PROBLEM -
Give every line of the entries below as a JSON list of strings, one string per line, with blank lines omitted.

......

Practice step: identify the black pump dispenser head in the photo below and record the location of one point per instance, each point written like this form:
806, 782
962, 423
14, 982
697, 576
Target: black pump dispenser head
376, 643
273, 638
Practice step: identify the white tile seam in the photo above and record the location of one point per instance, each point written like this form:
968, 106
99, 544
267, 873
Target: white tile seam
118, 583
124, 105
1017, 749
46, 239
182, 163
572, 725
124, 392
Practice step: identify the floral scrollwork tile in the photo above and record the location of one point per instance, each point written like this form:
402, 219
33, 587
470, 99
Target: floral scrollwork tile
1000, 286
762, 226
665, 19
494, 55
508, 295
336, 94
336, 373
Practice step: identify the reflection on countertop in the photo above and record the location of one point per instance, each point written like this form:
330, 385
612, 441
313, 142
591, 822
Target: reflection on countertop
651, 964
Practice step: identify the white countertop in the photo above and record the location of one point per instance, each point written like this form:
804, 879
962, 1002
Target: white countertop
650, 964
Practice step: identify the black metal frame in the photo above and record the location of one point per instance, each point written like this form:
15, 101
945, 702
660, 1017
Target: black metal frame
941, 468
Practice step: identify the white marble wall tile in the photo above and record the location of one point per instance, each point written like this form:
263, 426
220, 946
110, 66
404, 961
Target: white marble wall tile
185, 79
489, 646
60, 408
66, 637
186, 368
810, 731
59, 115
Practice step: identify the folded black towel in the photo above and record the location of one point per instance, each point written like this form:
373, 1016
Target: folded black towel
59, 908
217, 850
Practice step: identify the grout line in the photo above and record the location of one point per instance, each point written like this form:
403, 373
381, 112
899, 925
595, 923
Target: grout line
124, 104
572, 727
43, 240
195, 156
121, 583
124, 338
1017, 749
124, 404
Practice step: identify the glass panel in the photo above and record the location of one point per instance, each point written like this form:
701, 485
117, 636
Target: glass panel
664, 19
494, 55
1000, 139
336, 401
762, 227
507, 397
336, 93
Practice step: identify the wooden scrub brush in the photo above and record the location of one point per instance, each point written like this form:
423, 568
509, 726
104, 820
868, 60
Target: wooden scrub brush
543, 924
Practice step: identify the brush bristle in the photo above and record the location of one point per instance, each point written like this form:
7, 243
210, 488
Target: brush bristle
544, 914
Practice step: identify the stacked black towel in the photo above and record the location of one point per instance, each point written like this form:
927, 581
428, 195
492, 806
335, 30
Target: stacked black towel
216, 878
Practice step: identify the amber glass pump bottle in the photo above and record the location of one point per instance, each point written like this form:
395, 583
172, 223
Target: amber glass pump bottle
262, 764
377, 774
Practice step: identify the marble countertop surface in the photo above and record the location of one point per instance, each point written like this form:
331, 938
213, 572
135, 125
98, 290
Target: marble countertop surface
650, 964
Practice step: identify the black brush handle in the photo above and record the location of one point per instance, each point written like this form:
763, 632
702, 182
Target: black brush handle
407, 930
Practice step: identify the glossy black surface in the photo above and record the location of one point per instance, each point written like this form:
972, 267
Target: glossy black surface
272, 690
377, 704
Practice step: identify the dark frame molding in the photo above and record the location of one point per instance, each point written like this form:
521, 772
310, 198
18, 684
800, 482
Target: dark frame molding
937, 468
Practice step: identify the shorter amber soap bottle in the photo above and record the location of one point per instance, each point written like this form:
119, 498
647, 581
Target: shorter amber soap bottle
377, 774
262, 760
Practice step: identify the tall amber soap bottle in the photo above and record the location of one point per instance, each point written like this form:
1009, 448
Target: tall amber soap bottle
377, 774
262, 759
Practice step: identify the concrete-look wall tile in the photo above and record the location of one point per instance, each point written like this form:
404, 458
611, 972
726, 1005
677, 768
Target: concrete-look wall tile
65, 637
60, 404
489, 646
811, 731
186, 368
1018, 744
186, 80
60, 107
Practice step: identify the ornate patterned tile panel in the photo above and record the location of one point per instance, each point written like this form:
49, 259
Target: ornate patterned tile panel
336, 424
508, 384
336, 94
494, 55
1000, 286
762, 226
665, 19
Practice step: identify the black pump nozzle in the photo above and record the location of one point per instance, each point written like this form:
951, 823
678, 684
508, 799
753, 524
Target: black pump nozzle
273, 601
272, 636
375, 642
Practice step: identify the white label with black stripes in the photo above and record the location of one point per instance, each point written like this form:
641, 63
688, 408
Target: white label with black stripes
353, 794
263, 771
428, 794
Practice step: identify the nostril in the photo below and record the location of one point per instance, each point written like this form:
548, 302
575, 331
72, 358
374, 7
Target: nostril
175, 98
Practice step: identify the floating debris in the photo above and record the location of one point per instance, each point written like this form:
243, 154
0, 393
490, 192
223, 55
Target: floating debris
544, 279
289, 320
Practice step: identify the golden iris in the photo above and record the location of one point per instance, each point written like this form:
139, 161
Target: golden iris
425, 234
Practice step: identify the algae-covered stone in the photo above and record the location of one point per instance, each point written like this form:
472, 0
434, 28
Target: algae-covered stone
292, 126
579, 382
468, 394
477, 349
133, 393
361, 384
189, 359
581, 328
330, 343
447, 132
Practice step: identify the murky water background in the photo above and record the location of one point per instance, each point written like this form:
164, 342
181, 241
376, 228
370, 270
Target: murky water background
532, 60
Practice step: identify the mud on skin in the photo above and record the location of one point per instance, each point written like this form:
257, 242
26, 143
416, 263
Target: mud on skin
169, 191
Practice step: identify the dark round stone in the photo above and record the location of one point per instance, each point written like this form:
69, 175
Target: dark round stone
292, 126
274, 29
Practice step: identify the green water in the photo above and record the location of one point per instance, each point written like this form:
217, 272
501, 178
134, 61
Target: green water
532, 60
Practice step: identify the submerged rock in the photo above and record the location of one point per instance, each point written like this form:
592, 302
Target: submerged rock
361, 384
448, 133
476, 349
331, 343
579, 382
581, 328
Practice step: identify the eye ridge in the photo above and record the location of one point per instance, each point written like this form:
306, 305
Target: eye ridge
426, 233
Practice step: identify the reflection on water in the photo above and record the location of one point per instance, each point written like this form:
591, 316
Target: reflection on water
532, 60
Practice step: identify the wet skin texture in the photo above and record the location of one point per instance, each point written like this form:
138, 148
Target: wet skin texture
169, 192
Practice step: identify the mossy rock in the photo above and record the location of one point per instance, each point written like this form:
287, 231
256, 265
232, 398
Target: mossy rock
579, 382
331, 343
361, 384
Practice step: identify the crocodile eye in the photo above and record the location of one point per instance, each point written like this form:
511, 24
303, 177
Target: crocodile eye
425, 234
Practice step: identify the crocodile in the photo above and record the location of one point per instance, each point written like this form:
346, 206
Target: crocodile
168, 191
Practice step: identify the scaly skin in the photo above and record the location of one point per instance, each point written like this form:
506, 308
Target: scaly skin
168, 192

......

RESULT OF THIS EXERCISE -
[
  "Practice step: identify the black pump dispenser head in the photo below and record the location of one point per instance, each point written like this form:",
  "806, 782",
  "962, 423",
  "14, 982",
  "697, 576",
  "Target: black pump dispenser head",
  "376, 643",
  "273, 638",
  "Practice step: identify the white tile seam in the photo above and record the location of one point per instance, each point written like this form:",
  "968, 106",
  "99, 544",
  "267, 873",
  "Target: white tile seam",
  "118, 583",
  "124, 105",
  "1017, 749",
  "46, 239",
  "182, 163",
  "572, 725",
  "124, 392",
  "Practice step: identify the floral scrollwork tile in the photo above and record the location of one point per instance, each point written like this form:",
  "402, 219",
  "33, 587",
  "470, 99",
  "Target: floral scrollwork tile",
  "1000, 286",
  "762, 226",
  "665, 19",
  "494, 55",
  "508, 295",
  "336, 94",
  "336, 373",
  "Practice step: identify the reflection on countertop in the photo above and record the location of one point per instance, each point written like this form:",
  "330, 385",
  "612, 441",
  "313, 142",
  "591, 822",
  "Target: reflection on countertop",
  "651, 964",
  "Practice step: identify the white countertop in the photo above and record the location of one point per instance, each point written like this form:",
  "804, 879",
  "962, 1002",
  "Target: white countertop",
  "650, 964",
  "Practice step: identify the black metal frame in the photo above and record the location of one point per instance, each point written like this form:",
  "15, 101",
  "945, 702",
  "660, 1017",
  "Target: black metal frame",
  "941, 468",
  "Practice step: identify the white marble wall tile in the photo above and record the location of one point per instance, each point written like this form:",
  "263, 426",
  "220, 946",
  "110, 66",
  "404, 961",
  "Target: white marble wall tile",
  "185, 79",
  "489, 646",
  "60, 408",
  "66, 637",
  "186, 368",
  "810, 731",
  "59, 115",
  "Practice step: identify the folded black towel in the photo above and record the location of one point per instance, each point written like this form:",
  "373, 1016",
  "Target: folded black towel",
  "59, 908",
  "217, 850",
  "Practice step: identify the grout line in the photo above and record the location of one point per instance, each point written like this form:",
  "403, 373",
  "381, 112",
  "899, 925",
  "595, 923",
  "Target: grout line",
  "124, 104",
  "572, 727",
  "43, 240",
  "195, 156",
  "121, 583",
  "124, 338",
  "1017, 749",
  "124, 404",
  "Practice step: identify the glass panel in the photo above and record the location of one point per instance, each point written like this form:",
  "701, 485",
  "117, 636",
  "Target: glass panel",
  "664, 19",
  "494, 55",
  "1000, 139",
  "336, 401",
  "762, 227",
  "507, 397",
  "336, 93",
  "Practice step: identify the wooden scrub brush in the photo above and record the location of one point per instance, each point written like this form:",
  "423, 568",
  "509, 726",
  "104, 820",
  "868, 60",
  "Target: wooden scrub brush",
  "543, 924",
  "Practice step: identify the brush bristle in the photo above and record the location of one point per instance, each point written like this form:",
  "7, 243",
  "210, 488",
  "Target: brush bristle",
  "544, 914",
  "Practice step: identify the stacked black towel in the photo above and record the location of one point per instance, each point written like this form:",
  "927, 581",
  "428, 195",
  "492, 806",
  "335, 30",
  "Target: stacked black towel",
  "216, 878",
  "Practice step: identify the amber glass pump bottle in the photo above and record the location of one point per instance, each point written like this form:",
  "395, 583",
  "172, 223",
  "Target: amber glass pump bottle",
  "262, 764",
  "377, 774",
  "Practice step: identify the marble countertop surface in the photo above and record the location of one point per instance, each point written like this form:",
  "331, 938",
  "213, 572",
  "135, 125",
  "98, 290",
  "Target: marble countertop surface",
  "650, 964",
  "Practice step: identify the black brush handle in the photo above and record the location of one point per instance, each point written like this form:",
  "763, 632",
  "702, 182",
  "Target: black brush handle",
  "407, 930",
  "Practice step: identify the glossy black surface in the photo above and record the location of one point per instance, each point written like this form:",
  "972, 267",
  "Target: glossy black surface",
  "272, 690",
  "377, 704",
  "Practice step: identify the dark frame molding in the photo above and record the location of one point per instance, each point written like this form:",
  "521, 772",
  "310, 198",
  "18, 684",
  "800, 482",
  "Target: dark frame molding",
  "937, 468",
  "Practice step: identify the shorter amber soap bottle in the photo above and record the location of one point per instance, each point written like this form:",
  "119, 498",
  "647, 581",
  "Target: shorter amber soap bottle",
  "377, 774",
  "262, 760",
  "Practice step: identify the tall amber soap bottle in the photo above and record the location of one point per instance, each point written like this form:",
  "1009, 448",
  "Target: tall amber soap bottle",
  "377, 774",
  "262, 759",
  "Practice step: identify the concrete-look wall tile in the photo above and record the location of one point per instance, each point written like this form:",
  "404, 458",
  "611, 972",
  "726, 1005",
  "677, 768",
  "Target: concrete-look wall tile",
  "65, 637",
  "60, 404",
  "489, 646",
  "811, 731",
  "186, 368",
  "1018, 744",
  "186, 80",
  "60, 107",
  "Practice step: identify the ornate patterned tile panel in the photo above and record the location of one point per instance, each point written like this form:",
  "49, 259",
  "Target: ornate patterned tile panel",
  "336, 424",
  "508, 384",
  "336, 94",
  "494, 55",
  "1000, 286",
  "762, 226",
  "665, 19",
  "Practice step: identify the black pump nozzle in the photo above and record the location of one point per instance, each point written like this form:",
  "951, 823",
  "678, 684",
  "508, 799",
  "753, 524",
  "Target: black pump nozzle",
  "273, 601",
  "272, 636",
  "375, 642",
  "Practice step: identify the white label with black stripes in the photo above and record the location of one point per instance, each point written like this form:",
  "641, 63",
  "688, 408",
  "Target: white label with black stripes",
  "353, 794",
  "263, 771",
  "428, 794",
  "Practice step: identify the nostril in the photo below and record the location of one point per instance, each point written like this form:",
  "548, 302",
  "575, 331",
  "72, 358",
  "374, 7",
  "Target: nostril",
  "175, 98",
  "Practice step: identify the floating debris in the photo above and record the location of one point per instance, each point written like this form:",
  "243, 154",
  "0, 393",
  "490, 192",
  "223, 55",
  "Target: floating debris",
  "544, 279",
  "289, 320",
  "Practice step: identify the golden iris in the photo above and record the location of one point per instance, each point written like this form:",
  "139, 161",
  "Target: golden iris",
  "425, 234",
  "Practice step: identify the algae-covered stone in the photo above and record the location of one point per instance, each point written like this form:",
  "472, 0",
  "434, 28",
  "Target: algae-covered stone",
  "292, 126",
  "579, 382",
  "468, 394",
  "477, 349",
  "133, 393",
  "361, 384",
  "189, 359",
  "581, 328",
  "330, 343",
  "447, 132",
  "Practice step: identify the murky water background in the photo above and record the location of one point per instance, each point written like this form:",
  "164, 342",
  "181, 241",
  "376, 228",
  "370, 270",
  "Target: murky water background",
  "532, 60",
  "Practice step: identify the mud on skin in the photo above and record the location of one point per instance, each point written like this form:",
  "257, 242",
  "26, 143",
  "416, 263",
  "Target: mud on skin",
  "169, 191",
  "Practice step: identify the dark round stone in the photo above and record the location of one point per instance, each point written like this form:",
  "69, 175",
  "Target: dark round stone",
  "292, 126",
  "274, 29",
  "Practice step: identify the green water in the photo above and record the location of one point per instance, each point written like this form:",
  "217, 272",
  "501, 178",
  "134, 61",
  "Target: green water",
  "532, 60",
  "Practice step: identify the submerged rock in the photo above and record the location of one point per instance, each point written like this form:",
  "592, 302",
  "Target: submerged rock",
  "361, 384",
  "448, 133",
  "476, 349",
  "331, 343",
  "579, 382",
  "581, 328",
  "Practice step: identify the eye ridge in the photo above and record the location of one point per instance, each point written like this form:",
  "306, 305",
  "Target: eye ridge",
  "426, 233",
  "Practice step: identify the reflection on water in the photo above and record the location of one point per instance, each point written like this form:",
  "591, 316",
  "Target: reflection on water",
  "532, 60",
  "Practice step: identify the wet skin texture in the photo above and record the location of one point per instance, each point written like this form:",
  "138, 148",
  "Target: wet skin texture",
  "169, 192",
  "Practice step: identify the mossy rock in the photo above and record the location of one point per instance, each point written like this form:",
  "287, 231",
  "256, 265",
  "232, 398",
  "Target: mossy rock",
  "579, 382",
  "331, 343",
  "361, 384",
  "Practice step: identify the crocodile eye in the photo above and record the location of one point per instance, each point written like this form:",
  "511, 24",
  "303, 177",
  "Target: crocodile eye",
  "425, 234",
  "Practice step: identify the crocodile in the photo above and record the location of one point per instance, each point written like this form:",
  "346, 206",
  "Target: crocodile",
  "168, 191",
  "Practice step: identify the scaly skin in the photo above and record the location of one point per instance, each point written like this form:",
  "506, 308",
  "Target: scaly skin",
  "168, 192"
]